#### Records
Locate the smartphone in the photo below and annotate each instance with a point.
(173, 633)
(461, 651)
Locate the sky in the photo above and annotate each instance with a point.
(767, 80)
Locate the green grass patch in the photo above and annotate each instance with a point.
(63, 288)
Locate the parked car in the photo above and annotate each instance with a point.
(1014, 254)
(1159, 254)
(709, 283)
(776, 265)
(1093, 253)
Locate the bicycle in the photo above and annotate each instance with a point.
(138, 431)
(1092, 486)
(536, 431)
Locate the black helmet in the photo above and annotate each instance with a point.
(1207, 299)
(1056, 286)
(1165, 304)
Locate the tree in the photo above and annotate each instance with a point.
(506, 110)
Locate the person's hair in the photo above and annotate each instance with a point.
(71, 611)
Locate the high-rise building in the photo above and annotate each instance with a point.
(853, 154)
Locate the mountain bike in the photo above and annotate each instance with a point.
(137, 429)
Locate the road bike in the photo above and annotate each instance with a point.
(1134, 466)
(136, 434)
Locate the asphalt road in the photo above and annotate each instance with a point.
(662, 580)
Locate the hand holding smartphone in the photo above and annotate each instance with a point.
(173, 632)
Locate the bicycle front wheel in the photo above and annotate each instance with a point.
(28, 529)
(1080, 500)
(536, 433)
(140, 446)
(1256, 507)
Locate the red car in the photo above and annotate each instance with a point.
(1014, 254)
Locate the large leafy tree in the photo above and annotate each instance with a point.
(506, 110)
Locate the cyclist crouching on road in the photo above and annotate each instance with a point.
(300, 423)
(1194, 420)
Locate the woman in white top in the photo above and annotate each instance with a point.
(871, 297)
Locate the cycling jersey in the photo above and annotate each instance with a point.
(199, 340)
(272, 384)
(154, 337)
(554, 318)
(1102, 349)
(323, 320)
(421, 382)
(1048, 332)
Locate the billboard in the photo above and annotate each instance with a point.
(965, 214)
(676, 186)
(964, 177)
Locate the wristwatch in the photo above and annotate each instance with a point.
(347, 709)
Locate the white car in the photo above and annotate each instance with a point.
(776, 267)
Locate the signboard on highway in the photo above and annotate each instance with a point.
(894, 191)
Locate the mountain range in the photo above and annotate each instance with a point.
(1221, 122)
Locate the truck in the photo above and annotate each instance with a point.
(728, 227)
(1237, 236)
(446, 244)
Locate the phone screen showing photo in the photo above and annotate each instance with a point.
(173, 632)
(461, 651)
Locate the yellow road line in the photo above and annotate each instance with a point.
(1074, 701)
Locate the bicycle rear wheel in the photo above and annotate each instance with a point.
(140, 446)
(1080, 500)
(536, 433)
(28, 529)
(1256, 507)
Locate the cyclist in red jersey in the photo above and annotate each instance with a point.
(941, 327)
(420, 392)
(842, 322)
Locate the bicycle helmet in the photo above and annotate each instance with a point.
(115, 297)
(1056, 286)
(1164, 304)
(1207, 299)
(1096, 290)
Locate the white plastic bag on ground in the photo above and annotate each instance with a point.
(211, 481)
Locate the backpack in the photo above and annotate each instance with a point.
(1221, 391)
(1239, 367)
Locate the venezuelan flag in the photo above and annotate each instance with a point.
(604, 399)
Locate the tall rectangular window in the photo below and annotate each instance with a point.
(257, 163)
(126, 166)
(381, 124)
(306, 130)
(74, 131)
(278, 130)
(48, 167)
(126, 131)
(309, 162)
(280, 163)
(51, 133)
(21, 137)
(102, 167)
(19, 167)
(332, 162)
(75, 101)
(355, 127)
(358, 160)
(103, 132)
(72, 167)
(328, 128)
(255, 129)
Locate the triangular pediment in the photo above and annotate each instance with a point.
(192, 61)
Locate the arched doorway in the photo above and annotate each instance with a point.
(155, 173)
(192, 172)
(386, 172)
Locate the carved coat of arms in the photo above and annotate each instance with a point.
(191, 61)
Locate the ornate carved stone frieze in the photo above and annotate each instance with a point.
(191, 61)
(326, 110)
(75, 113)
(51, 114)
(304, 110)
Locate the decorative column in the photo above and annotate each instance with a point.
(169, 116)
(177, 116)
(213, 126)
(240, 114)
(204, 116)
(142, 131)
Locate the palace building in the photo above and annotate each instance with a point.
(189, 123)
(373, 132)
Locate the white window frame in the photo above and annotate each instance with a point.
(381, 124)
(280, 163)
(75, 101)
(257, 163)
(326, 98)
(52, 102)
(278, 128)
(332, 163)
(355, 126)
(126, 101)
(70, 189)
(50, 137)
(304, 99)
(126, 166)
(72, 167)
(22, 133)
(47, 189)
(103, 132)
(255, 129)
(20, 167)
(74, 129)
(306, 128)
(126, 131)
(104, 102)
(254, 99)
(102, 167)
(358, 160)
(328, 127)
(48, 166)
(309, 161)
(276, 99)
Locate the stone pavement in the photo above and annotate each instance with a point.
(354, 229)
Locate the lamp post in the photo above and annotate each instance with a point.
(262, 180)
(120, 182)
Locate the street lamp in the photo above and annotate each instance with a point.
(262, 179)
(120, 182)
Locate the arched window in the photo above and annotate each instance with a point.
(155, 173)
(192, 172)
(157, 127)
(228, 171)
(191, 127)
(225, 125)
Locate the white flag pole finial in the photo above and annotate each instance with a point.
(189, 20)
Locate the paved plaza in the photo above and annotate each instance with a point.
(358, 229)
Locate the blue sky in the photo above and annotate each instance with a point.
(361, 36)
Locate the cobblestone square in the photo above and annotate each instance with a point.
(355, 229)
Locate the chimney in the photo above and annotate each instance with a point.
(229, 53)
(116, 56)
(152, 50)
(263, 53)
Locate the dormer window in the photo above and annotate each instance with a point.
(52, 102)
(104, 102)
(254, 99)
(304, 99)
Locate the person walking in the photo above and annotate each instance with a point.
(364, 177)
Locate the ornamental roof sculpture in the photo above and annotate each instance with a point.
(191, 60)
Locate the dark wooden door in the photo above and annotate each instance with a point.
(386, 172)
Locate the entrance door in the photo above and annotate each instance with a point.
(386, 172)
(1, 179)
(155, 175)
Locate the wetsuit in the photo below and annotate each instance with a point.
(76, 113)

#### Set exercise
Copy out every one of the items above word for word.

#### Solved problem
Locate the smartphone in the photo below and annotate each instance with a point.
(173, 633)
(461, 651)
Locate the sky in the photo above and annotate each instance with a point.
(767, 80)
Locate the green grass patch in the photo above and annotate each instance with a point.
(63, 288)
Locate the parked car in the photo above and annotate each instance with a point.
(1014, 254)
(1159, 254)
(709, 283)
(776, 265)
(1093, 253)
Locate the bicycle in the photo above and annotate each instance with a point.
(138, 431)
(1092, 486)
(536, 431)
Locate the black helmet in the photo above and annotate each instance with a point.
(1207, 299)
(1056, 286)
(1165, 304)
Locate the tree in the photo above and annotate each instance with a point.
(506, 110)
Locate the person's hair in the photo above and annotate each instance with a point.
(71, 611)
Locate the high-rise building in the photo above and annotate each instance with a point.
(853, 154)
Locate the mountain bike in the photo above and annotate each instance with a point.
(137, 429)
Locate the road bike in the photo above and annotate each instance with a point.
(1134, 466)
(136, 434)
Locate the asphalt road in the photo above and annotate each instance with a point.
(662, 580)
Locate the hand holding smartphone in the photo above and annotate each instance with a point.
(173, 632)
Locate the bicycle front wheel in the photo above and annotate each instance with a point.
(28, 529)
(1080, 500)
(536, 433)
(140, 446)
(1256, 507)
Locate the red car in the photo above and annotate each instance with a point.
(1014, 254)
Locate the large leafy tree in the photo above and annotate each instance with a point.
(506, 110)
Locate the cyclist crouching on road in the photo above and annotate each instance with a point.
(300, 423)
(1194, 420)
Locate the woman in white top in the photo above and annotate each instance with a point.
(871, 297)
Locate the cycling jersey in the photo above and annotate each instance with a point.
(199, 340)
(272, 384)
(154, 337)
(554, 318)
(1102, 349)
(323, 320)
(421, 382)
(1048, 332)
Locate the billboard in the photo above and annotate each instance with a point.
(965, 214)
(676, 186)
(964, 177)
Locate the wristwatch in the photo above and annotate each instance with a point.
(347, 709)
Locate the white car in the photo above and annotate each instance with a point.
(776, 267)
Locate the signboard on highway in the photo above and annotate each instance with a point.
(894, 191)
Locate the mountain range in the photo above and annotate each instance with a point.
(1221, 122)
Locate the truck in the photo above and annotate each instance with a point.
(728, 227)
(1237, 236)
(446, 244)
Locate the phone screen showing photo in the photo above and annotate each instance with a point.
(173, 632)
(461, 651)
Locate the yellow road line in the photo above and annotate each instance with a point.
(1074, 701)
Locate the bicycle rear wheel in the photo above and annotate each instance with a point.
(140, 446)
(1080, 500)
(536, 433)
(28, 529)
(1256, 507)
Locate the cyclist in red jersey in the photo above and annotate each instance with a point.
(941, 327)
(420, 392)
(842, 322)
Locate the bicycle helmet in the photo above and annotate each instance with a point.
(115, 297)
(1056, 286)
(1164, 304)
(1207, 299)
(1096, 290)
Locate the white plastic bag on ground in the photo above and annotate each instance with a point.
(211, 481)
Locate the backpack in the photo above and annotate each instance with a point.
(1221, 391)
(1239, 367)
Locate the venezuelan flag in the photo above and annotate each instance with a point.
(604, 399)
Locate the tall rectangular window in the photo below and annotate each instance with a point.
(257, 163)
(126, 166)
(381, 124)
(306, 130)
(74, 131)
(278, 130)
(48, 167)
(126, 131)
(309, 162)
(280, 163)
(51, 133)
(21, 137)
(102, 167)
(19, 167)
(332, 162)
(75, 101)
(355, 127)
(358, 160)
(103, 132)
(72, 167)
(328, 128)
(255, 129)
Locate the triangular pediment in the photo above and annotate each instance with a point.
(192, 61)
Locate the arched doorway in the photo above and annotate each instance with a point.
(155, 173)
(192, 172)
(386, 172)
Locate the carved coat of arms in the photo above and annotate each instance with a point.
(191, 61)
Locate the ornate carved stone frieze in the photo above and annotate each instance with a point.
(191, 61)
(326, 110)
(75, 113)
(51, 114)
(304, 110)
Locate the decorative column in the photo above and annotate each instance with a point.
(169, 116)
(177, 116)
(213, 126)
(240, 114)
(204, 116)
(142, 131)
Locate the palace building in the photo above and annotate each instance with a point.
(189, 123)
(373, 132)
Locate the white window frame in the photo above and annotate each instance with a point.
(381, 124)
(280, 163)
(75, 101)
(257, 163)
(326, 98)
(52, 102)
(278, 128)
(332, 163)
(355, 126)
(126, 101)
(70, 189)
(50, 137)
(304, 99)
(126, 166)
(72, 167)
(22, 133)
(47, 189)
(103, 132)
(255, 129)
(20, 167)
(74, 129)
(306, 128)
(126, 131)
(104, 102)
(254, 99)
(102, 167)
(358, 160)
(328, 127)
(48, 166)
(309, 161)
(276, 99)
Locate the stone pavement in the photo above and annotate each instance with a point.
(354, 229)
Locate the lamp post in the photo above and annotate each instance with a point.
(262, 180)
(120, 182)
Locate the street lamp in the photo above and annotate each instance with a point.
(262, 179)
(120, 182)
Locate the arched window in the photo above and annotate each instance with a point.
(155, 173)
(192, 172)
(157, 127)
(228, 171)
(191, 127)
(225, 125)
Locate the white flag pole finial in the photo above and annotate each instance with a point.
(189, 20)
Locate the paved plaza in the photo above and annotate each instance with a point.
(358, 229)
Locate the blue sky in the photo above and annotate each instance with a point.
(361, 36)
Locate the cobblestone square in the photo above and annotate each instance with a point.
(355, 229)
Locate the chimney in the photo above and annotate each instance with a point.
(229, 53)
(116, 56)
(152, 50)
(263, 53)
Locate the dormer window in the photo above and annotate each instance with a point.
(52, 102)
(104, 102)
(254, 99)
(304, 99)
Locate the person walking in the photo above and annotate each instance with a point.
(364, 177)
Locate the ornamental roof sculpture in the photo above and annotate each instance with a point.
(191, 60)
Locate the dark wooden door in the photo above and annotate each instance with a point.
(386, 172)
Locate the entrance door in the photo above and annotate each instance with a point.
(386, 172)
(1, 179)
(155, 175)
Locate the wetsuit in the photo below and annotate each instance with a point.
(76, 113)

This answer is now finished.